▸ **Do this**
Set down, word for word, the part of the PAN 2018 announcement starting with "This is the" and going on through "who wrote it?".

▸ **Source text**
This is the 18th evaluation lab on digital text forensics. PAN will be held as part of the CLEF conference in Avignon, France, on September 10-14, 2018. Evaluations will commence from January till June. We invite you to take part in any of the three tasks shown below.
Given a document, who wrote it?
One subtask focuses on cross-domain authorship attribution applied in fanfiction and another subtask focuses on style change detection.
Given a document, what're its author's traits?
This task focuses on gender, whereas text and image may be used as information sources of tweets in English, Spanish and Arabic.
Given a document, hide its author.
This task works against identification and profiling by automatically paraphrasing a text to obfuscate its author's style. The tasks offered are author masking and obfuscation evaluation.
University of Santiago de Compostela (Spain)
In this talk I will review some recent results regarding early detection of signs of depression and anorexia. Since 2017, we have been organizing eRisk, a CLEF lab that promotes the development of effective and efficient solutions for early risk prediction on the Internet. eRisk explores the evaluation methodology, effectiveness metrics and practical applications (particularly those related to health and safety) of early risk detection on the Internet. Early detection technologies can be employed in different areas, particularly those related to health and safety. For instance, early alerts could be sent when a predator starts interacting with a child for sexual purposes, or when a potential offender starts publishing antisocial threats on a blog, forum or social network. Our main goal is to pioneer a new interdisciplinary research area that would be potentially applicable to a wide variety of situations and to many different personal profiles. Examples include potential paedophiles, stalkers, individuals that could fall into the hands of criminal organisations, people with suicidal inclinations, or people susceptible to depression. In this talk, I will discuss the lessons learned over these two years and some future lines of work.
Dr. David E. Losada is an Associate Professor in Computer Science & Artificial Intelligence at the University of Santiago de Compostela (Spain). He is currently the Director of the Master's Programme on Big Data Analytics. David E. Losada received his BS in Computer Science (with honors) in 1997, and his PhD in Computer Science (with honors) in 2001, both from the University of A Coruña (Spain). From 2001 to 2002, he was a lecturer in the San Pablo-CEU University (Spain) and, in 2003, he joined the Univ. of Santiago de Compostela as a senior research fellow ("Ramón y Cajal" R&D programme). His current research interests include a wide range of Information Retrieval (IR) and related areas such as: early risk detection, text mining, IR evaluation, IR probabilistic models, summarization, novelty detection, and sentence retrieval. Losada is an active member of the IR community and he regularly serves in the Programme Committee of prestigious international conferences such as SIGIR or ECIR. He has also led several R&D projects and contracts in the area of search technologies. In 2011, Losada was recognized with an ACM senior member award. David started the organization of eRisk in 2017. eRisk is a CLEF lab that promotes the development of effective and efficient solutions for early risk prediction on the Internet.

Entries from a point annotation set
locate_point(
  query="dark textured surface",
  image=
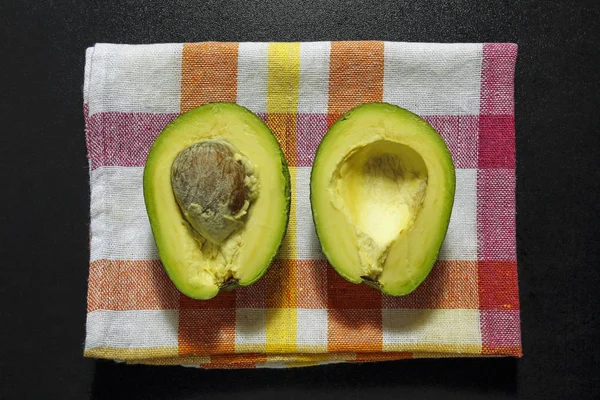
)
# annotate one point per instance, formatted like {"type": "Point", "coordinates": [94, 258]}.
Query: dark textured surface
{"type": "Point", "coordinates": [44, 252]}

▸ **Exercise result**
This is the 18th evaluation lab on digital text forensics. PAN will be held as part of the CLEF conference in Avignon, France, on September 10-14, 2018. Evaluations will commence from January till June. We invite you to take part in any of the three tasks shown below.
Given a document, who wrote it?